** BEGIN Exercise input **

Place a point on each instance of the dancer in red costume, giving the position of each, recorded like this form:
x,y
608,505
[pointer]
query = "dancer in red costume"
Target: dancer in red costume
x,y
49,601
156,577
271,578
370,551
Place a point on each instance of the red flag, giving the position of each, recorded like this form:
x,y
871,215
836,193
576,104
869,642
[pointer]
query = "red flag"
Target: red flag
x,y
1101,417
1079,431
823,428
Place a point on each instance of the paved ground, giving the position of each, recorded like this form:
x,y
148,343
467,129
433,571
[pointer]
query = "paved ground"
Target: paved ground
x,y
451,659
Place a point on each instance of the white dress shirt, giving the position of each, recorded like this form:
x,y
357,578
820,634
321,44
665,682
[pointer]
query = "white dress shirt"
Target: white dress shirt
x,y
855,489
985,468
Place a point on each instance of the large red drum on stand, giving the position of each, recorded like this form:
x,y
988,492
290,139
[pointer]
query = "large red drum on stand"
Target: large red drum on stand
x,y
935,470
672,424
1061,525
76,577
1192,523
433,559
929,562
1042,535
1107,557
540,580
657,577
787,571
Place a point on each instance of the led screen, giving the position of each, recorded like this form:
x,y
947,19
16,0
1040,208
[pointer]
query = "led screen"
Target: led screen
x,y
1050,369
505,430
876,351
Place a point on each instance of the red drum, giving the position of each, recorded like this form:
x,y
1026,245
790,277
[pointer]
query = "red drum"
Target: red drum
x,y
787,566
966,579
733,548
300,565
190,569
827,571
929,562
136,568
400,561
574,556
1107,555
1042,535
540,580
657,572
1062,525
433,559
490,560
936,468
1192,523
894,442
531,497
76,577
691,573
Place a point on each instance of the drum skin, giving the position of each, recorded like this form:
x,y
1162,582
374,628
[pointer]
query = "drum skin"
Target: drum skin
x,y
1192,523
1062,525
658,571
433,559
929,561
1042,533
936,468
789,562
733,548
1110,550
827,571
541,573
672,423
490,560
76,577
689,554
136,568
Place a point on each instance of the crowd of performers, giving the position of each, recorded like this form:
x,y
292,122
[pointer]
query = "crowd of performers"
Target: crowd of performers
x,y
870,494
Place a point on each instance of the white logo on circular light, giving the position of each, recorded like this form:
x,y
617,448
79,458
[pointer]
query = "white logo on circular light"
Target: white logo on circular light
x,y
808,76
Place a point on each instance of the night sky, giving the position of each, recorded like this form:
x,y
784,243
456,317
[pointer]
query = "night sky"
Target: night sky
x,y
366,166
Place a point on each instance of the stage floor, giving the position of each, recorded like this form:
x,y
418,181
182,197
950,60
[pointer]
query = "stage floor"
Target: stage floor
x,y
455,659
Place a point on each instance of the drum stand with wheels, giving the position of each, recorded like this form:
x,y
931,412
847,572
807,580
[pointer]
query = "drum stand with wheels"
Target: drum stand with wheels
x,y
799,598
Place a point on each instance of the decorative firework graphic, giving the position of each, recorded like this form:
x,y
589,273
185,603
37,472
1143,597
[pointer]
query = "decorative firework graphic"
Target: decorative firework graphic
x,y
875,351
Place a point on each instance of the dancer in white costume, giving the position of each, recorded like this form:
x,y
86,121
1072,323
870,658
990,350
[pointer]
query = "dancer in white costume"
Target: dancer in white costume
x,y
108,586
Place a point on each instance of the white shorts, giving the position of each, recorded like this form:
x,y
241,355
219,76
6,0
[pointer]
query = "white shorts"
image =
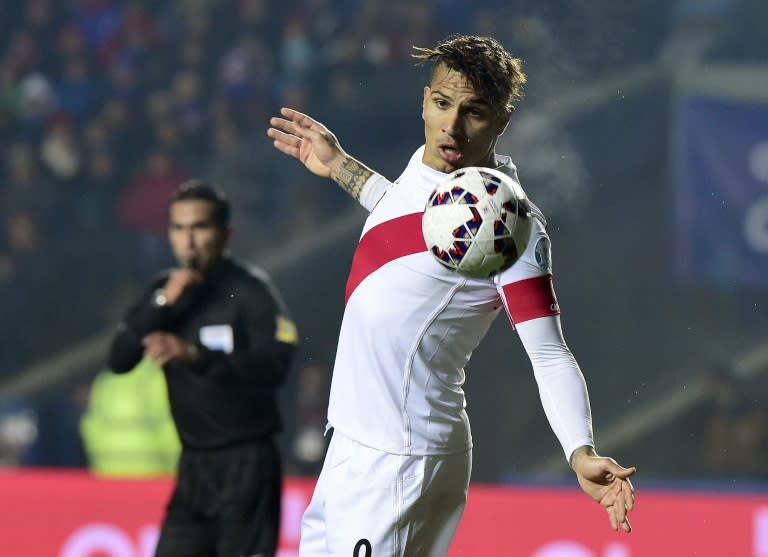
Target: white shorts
x,y
368,503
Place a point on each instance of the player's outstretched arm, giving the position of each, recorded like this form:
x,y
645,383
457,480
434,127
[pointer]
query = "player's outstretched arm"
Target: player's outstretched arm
x,y
304,138
603,479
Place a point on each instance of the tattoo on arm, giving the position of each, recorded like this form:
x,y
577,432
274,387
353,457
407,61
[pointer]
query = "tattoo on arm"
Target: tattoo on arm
x,y
351,177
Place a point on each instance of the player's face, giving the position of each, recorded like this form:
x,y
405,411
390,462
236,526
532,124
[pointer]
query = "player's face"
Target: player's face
x,y
196,239
460,127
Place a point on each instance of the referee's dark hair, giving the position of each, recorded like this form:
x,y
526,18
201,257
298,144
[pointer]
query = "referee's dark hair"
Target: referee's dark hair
x,y
206,191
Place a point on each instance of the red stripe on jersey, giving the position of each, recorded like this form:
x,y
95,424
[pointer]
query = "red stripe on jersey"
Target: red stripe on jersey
x,y
530,298
383,243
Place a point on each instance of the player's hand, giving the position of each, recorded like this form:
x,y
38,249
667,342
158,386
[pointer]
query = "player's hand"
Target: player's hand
x,y
178,281
165,347
307,140
607,483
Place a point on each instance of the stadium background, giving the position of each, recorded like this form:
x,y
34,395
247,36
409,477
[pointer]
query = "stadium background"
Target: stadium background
x,y
643,136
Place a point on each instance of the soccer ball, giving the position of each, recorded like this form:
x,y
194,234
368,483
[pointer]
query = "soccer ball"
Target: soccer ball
x,y
477,222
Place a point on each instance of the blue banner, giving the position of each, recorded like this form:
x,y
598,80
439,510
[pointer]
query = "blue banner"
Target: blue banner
x,y
721,191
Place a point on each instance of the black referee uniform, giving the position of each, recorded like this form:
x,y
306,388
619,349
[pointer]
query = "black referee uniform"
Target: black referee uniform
x,y
226,501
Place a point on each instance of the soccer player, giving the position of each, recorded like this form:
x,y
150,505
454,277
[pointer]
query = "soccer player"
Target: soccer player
x,y
397,470
222,335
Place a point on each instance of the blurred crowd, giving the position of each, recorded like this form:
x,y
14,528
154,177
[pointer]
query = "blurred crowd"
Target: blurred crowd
x,y
106,105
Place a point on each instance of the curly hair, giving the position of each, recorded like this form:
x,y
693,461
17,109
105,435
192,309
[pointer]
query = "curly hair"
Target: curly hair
x,y
494,73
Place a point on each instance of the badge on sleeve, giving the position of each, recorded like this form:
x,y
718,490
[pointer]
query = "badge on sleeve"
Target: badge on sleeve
x,y
218,337
285,330
543,254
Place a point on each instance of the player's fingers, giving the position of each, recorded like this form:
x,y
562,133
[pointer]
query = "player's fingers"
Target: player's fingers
x,y
287,127
301,119
629,494
620,509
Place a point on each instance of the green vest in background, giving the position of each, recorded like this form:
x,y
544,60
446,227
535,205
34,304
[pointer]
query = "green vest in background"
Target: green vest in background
x,y
127,428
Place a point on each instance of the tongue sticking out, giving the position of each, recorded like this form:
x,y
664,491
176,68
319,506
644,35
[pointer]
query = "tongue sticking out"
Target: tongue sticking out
x,y
450,155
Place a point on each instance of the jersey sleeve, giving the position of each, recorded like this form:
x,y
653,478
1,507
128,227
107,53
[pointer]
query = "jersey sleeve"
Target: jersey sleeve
x,y
528,294
373,190
562,389
526,288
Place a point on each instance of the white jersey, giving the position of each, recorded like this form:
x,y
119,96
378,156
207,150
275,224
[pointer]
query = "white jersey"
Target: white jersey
x,y
410,326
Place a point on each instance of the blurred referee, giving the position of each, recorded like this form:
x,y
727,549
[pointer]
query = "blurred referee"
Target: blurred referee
x,y
225,341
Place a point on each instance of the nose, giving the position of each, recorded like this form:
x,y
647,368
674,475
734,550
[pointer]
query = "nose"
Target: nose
x,y
452,124
190,239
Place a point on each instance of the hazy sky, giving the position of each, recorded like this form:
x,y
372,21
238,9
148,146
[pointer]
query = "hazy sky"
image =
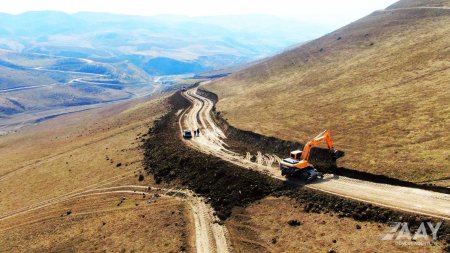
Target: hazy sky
x,y
318,11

** END Exercise input **

▸ **What to do**
Please return, word for word, the lines beginning at the one that contains "Place a point on each instance of the blurred referee, giving" and continuing through the end of the items, leaving the pictures out of your answer.

▸ **Result**
Place a point on each instance of the blurred referee, giving the position of each, recorded like this form:
x,y
727,549
[pointer]
query = "blurred referee"
Target: blurred referee
x,y
225,341
Place a point on each instance of the nose, giving the position of each, recorded like this form:
x,y
647,368
674,475
734,550
[pointer]
query = "nose"
Target: nose
x,y
452,124
190,239
Place a point on each instance of the hazy sky, giving the position of each, recorded like this form:
x,y
372,21
238,9
148,146
[pointer]
query = "hazy sky"
image =
Target: hazy sky
x,y
318,11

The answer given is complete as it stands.